## start Data listing
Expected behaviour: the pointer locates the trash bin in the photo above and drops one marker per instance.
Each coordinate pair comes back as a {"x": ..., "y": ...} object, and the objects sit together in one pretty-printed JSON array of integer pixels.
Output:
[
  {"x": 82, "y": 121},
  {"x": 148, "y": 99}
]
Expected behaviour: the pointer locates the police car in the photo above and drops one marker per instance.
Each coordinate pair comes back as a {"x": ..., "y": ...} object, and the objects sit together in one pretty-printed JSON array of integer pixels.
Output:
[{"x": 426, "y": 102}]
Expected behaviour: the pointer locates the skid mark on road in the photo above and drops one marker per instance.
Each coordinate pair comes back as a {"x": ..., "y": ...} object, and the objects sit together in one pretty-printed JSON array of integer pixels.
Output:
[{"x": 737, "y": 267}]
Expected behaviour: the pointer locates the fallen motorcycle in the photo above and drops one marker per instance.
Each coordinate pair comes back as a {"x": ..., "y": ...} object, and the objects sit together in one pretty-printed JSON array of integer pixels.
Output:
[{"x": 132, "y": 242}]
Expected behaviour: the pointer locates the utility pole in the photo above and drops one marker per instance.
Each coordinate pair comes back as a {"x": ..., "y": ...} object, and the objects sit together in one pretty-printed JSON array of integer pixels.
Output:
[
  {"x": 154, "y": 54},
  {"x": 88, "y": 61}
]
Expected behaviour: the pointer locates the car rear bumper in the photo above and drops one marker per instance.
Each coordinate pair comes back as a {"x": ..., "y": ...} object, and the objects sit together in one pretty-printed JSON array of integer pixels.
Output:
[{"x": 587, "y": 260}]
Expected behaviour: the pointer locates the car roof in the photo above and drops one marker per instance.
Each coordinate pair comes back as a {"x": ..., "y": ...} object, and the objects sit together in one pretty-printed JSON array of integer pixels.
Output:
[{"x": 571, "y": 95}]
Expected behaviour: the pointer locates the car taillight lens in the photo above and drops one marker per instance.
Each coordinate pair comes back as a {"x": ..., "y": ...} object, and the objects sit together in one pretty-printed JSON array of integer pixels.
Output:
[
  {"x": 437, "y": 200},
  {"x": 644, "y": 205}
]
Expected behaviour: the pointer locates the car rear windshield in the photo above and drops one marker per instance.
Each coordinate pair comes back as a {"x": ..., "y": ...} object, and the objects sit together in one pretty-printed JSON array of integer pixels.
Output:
## end Data listing
Lay out the material from the line containing "Expected behaviour: the pointer locates the car rear windshield" through the end of the material as a Markdown table with the columns Row and Text, where Row numbers each line in order and Text holds the line itself, omitting any blank lines.

| Row | Text |
|---|---|
| 1 | Expected behaviour: the pointer locates the car rear windshield in the photo above and drops one marker per instance. |
| 2 | Each coordinate pair comes back as a {"x": ..., "y": ...} object, and the objects sit together in one pretty-printed JSON array of integer pixels. |
| 3 | Output: |